* PROBLEM TO SOLVE: Give back every record exactly, images excluded.

Stored entries
= = = = = = =

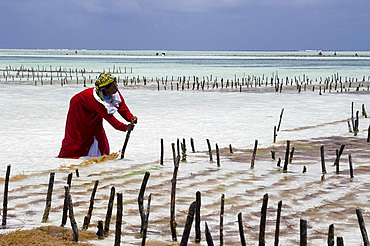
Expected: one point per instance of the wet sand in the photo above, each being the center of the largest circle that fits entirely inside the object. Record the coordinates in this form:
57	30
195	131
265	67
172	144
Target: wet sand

= = = = = = =

* ANSWER BOX:
Expected: one point per instance of the wet sand in the photo above, each being the center of the largest circle that fits entirely inside the object. Record the coordinates in this form:
57	30
195	131
265	67
172	144
Target: wet sand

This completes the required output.